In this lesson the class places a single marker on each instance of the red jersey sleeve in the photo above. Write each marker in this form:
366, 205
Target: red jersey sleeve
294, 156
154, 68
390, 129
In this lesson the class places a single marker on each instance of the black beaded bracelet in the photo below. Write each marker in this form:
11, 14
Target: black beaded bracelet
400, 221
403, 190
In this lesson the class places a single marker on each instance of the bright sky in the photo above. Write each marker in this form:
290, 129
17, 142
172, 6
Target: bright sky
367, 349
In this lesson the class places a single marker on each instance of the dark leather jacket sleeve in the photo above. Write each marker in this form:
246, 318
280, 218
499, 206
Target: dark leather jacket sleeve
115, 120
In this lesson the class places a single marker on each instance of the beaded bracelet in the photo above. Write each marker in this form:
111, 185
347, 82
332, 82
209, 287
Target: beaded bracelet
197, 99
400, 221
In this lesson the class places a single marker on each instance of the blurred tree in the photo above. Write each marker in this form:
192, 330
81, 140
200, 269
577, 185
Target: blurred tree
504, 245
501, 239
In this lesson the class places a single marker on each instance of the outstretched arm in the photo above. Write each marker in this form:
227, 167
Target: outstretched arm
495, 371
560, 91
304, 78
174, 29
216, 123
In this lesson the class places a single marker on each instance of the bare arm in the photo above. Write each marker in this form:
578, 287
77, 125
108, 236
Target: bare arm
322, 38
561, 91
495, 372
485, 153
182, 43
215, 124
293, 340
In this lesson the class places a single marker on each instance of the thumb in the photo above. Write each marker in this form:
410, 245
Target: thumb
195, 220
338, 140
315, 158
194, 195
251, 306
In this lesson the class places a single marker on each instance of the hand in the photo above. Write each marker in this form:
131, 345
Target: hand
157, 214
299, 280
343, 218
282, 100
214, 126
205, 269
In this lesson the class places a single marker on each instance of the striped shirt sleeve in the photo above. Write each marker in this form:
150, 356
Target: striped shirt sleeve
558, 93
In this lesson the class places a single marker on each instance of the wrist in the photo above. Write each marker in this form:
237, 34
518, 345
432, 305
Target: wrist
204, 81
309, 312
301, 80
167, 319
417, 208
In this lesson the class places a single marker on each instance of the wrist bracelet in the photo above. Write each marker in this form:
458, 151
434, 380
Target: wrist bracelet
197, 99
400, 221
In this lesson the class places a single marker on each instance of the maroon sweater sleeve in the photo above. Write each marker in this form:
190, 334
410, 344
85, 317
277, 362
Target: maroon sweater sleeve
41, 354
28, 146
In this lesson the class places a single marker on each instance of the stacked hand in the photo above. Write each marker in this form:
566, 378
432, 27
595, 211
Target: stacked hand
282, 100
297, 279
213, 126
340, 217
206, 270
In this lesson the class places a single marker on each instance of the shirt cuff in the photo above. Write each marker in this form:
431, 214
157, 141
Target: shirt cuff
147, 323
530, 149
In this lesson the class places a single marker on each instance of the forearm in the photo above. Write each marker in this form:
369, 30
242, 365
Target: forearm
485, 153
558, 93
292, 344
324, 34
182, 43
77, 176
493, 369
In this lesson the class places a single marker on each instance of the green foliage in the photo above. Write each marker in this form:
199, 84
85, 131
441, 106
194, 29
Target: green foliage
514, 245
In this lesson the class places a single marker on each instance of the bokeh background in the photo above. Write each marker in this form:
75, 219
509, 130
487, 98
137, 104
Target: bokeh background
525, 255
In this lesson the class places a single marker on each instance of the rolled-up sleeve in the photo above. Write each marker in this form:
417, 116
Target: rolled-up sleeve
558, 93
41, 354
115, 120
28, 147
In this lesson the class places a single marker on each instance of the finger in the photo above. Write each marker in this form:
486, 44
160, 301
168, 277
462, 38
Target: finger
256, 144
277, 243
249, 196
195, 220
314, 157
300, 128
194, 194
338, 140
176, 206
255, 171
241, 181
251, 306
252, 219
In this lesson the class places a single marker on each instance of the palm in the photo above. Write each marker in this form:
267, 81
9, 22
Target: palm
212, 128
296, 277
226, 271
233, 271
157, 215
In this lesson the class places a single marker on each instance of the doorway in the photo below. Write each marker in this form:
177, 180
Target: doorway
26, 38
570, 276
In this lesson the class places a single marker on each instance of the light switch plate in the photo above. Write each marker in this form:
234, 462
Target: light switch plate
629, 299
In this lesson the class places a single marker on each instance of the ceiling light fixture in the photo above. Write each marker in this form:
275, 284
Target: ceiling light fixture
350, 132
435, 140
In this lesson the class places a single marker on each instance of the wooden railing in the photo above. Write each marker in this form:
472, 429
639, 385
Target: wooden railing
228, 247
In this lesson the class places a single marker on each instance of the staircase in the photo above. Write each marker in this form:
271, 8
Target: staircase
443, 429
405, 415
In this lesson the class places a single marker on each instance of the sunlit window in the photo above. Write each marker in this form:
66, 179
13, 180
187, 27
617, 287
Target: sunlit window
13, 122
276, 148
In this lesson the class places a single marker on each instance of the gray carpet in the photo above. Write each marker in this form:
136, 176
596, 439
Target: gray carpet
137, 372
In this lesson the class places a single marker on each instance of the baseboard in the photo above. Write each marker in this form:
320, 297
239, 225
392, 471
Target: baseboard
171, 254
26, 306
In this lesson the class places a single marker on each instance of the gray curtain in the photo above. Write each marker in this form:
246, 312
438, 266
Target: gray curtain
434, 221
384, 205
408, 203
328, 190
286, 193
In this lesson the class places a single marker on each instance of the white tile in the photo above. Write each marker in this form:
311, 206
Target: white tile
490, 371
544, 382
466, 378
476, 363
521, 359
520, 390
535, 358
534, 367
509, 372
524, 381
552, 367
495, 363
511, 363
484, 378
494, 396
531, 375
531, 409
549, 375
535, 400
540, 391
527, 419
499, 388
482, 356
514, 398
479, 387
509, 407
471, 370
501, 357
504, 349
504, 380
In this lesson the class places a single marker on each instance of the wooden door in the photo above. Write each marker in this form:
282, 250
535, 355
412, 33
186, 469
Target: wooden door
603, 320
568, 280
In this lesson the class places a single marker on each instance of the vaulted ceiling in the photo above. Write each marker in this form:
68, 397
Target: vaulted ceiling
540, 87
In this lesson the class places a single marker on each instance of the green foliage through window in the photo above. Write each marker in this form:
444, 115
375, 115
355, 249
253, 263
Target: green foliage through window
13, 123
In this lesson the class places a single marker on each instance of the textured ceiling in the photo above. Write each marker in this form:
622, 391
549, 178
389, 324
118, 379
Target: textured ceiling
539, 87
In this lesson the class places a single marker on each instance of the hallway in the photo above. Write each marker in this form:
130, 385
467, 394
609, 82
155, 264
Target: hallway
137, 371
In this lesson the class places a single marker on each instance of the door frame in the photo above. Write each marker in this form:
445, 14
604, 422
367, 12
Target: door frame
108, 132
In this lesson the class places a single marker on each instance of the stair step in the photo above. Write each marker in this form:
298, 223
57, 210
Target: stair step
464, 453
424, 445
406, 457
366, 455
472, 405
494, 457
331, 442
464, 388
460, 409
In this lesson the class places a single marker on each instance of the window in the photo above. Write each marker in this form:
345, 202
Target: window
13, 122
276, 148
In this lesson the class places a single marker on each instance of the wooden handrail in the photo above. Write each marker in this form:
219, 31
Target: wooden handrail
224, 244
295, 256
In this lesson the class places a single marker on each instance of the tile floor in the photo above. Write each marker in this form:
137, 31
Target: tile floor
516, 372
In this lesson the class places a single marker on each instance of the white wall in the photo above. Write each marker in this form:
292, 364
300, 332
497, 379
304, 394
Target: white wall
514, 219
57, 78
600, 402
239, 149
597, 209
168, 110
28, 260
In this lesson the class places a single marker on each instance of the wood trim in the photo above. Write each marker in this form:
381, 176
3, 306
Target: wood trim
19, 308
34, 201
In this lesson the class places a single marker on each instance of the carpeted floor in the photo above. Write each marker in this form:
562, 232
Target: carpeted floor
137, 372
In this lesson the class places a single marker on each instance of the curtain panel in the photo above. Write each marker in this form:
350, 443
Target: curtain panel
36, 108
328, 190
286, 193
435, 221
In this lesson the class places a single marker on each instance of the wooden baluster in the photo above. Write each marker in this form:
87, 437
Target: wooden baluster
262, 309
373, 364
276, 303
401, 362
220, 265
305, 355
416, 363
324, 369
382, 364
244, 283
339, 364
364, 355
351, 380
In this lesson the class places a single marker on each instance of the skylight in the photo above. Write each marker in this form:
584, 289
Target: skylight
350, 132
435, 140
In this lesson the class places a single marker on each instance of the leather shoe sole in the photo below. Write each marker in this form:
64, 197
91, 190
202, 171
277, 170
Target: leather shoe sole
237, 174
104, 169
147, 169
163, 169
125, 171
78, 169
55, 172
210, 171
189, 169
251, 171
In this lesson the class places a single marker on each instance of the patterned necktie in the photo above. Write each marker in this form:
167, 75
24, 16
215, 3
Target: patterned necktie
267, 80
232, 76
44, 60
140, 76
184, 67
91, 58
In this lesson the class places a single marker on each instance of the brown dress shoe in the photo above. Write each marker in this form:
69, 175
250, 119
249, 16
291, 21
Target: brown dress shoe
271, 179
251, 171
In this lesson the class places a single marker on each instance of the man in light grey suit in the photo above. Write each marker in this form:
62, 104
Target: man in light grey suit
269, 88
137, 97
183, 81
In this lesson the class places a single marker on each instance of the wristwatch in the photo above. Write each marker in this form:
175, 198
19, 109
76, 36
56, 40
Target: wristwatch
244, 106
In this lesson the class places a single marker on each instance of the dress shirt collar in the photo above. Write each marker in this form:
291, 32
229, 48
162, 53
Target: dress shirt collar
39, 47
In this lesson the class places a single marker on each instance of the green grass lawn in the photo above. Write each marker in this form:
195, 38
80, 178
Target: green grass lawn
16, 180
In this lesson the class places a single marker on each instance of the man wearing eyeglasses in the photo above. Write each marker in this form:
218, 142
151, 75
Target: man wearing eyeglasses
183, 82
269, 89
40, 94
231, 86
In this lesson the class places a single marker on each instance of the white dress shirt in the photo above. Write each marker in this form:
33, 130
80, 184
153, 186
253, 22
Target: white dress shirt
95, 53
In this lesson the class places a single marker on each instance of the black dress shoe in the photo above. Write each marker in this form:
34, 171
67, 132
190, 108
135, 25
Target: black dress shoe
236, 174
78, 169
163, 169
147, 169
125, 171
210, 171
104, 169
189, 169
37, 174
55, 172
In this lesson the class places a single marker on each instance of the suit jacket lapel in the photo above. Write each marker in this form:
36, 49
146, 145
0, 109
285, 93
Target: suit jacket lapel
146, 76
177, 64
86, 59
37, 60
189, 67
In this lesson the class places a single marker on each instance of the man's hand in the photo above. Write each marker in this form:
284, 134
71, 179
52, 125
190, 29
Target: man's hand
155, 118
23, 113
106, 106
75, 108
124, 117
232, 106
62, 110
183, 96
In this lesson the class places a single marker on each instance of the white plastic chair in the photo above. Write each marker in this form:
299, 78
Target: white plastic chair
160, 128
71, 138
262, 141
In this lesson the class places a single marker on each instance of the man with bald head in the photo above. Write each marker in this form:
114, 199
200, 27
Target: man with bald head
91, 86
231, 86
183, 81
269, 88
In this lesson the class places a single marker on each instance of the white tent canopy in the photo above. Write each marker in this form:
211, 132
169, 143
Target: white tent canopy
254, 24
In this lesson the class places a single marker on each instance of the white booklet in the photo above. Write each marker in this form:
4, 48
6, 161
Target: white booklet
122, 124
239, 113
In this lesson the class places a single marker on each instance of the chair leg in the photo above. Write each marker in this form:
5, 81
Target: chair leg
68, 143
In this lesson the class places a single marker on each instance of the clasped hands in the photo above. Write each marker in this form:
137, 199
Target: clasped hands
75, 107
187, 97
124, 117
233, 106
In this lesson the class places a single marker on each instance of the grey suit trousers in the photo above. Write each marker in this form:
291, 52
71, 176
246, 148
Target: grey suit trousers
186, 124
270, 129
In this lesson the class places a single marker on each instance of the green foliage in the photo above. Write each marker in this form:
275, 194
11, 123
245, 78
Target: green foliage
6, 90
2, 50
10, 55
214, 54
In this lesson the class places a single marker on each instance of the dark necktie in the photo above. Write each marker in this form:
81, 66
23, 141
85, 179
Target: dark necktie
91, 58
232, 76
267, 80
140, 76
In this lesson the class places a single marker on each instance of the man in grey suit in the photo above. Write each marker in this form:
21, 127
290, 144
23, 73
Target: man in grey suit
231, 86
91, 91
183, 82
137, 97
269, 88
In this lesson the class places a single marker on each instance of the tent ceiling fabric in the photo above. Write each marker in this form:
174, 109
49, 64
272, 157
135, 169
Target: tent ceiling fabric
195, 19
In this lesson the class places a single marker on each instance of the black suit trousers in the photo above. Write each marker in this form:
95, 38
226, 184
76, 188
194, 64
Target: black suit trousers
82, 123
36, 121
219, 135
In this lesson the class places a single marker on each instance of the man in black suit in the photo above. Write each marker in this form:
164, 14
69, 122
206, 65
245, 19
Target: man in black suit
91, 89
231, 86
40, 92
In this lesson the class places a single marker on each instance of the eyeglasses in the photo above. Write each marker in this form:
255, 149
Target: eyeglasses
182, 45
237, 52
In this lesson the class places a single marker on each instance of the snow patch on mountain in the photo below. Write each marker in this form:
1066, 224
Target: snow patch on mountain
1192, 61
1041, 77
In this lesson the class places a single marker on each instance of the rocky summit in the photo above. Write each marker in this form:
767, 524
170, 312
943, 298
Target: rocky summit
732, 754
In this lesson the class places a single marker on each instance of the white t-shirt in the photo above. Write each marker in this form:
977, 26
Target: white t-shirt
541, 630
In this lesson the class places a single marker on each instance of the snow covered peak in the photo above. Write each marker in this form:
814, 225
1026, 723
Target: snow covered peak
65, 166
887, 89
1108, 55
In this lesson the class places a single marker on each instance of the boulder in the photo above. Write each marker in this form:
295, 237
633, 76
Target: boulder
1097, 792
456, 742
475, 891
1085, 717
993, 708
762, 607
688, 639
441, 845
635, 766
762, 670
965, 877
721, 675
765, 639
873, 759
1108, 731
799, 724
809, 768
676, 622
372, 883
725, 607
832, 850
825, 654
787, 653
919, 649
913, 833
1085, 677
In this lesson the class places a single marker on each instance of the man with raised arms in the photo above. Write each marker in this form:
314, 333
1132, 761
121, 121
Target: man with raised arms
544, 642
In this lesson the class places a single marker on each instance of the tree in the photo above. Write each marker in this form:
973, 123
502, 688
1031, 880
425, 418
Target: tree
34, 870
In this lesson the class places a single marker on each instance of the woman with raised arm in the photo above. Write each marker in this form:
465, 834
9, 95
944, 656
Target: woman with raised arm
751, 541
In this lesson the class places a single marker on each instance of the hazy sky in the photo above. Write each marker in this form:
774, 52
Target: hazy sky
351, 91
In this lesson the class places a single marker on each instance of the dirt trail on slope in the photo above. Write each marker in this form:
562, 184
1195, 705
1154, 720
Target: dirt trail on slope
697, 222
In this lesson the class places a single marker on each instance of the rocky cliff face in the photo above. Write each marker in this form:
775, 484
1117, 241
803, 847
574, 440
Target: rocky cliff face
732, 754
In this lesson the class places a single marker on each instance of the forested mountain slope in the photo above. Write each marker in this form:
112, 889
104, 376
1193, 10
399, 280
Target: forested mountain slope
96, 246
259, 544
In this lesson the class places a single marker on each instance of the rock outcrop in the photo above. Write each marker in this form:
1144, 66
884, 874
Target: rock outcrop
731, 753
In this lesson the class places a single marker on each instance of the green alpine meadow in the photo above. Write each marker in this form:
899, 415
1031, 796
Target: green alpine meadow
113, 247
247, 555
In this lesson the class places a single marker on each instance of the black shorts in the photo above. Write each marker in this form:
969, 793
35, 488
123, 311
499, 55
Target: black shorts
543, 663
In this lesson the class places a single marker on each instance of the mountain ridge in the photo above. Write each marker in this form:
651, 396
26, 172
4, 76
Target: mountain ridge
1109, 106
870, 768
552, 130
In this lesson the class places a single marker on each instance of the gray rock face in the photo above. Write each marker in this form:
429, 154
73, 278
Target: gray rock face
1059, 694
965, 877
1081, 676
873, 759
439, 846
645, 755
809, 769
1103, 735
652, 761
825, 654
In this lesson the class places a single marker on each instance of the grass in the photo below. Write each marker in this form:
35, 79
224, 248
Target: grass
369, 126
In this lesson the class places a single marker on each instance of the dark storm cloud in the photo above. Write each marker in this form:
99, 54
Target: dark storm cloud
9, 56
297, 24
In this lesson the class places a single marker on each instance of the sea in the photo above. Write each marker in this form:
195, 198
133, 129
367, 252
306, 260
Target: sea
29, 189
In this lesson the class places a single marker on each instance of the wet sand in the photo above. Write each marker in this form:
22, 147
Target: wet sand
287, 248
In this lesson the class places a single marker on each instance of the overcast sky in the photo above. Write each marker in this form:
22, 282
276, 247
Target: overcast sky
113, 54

- Problem to work on: Please copy exactly, and only, the lines running from the one containing "the dark storm" through the end of the listing.

- Result:
In this lesson the class places a single marker on each instance of the dark storm cloud in the photo above. Write each marker in this form:
99, 54
Target: dark storm cloud
9, 56
297, 24
In this lesson the class places a single marker on each instance of the sea in the photo above. Write each marker in this form:
195, 198
133, 129
367, 252
306, 260
Target: sea
29, 189
In this lesson the class places a single marker on each instance of the wet sand in the photo above. Write each marker in this form:
22, 147
Target: wet sand
287, 248
In this lesson the class places a single marker on each instance of the overcast sky in the photo above. Write each marker in this form:
22, 282
276, 247
Target: overcast sky
113, 54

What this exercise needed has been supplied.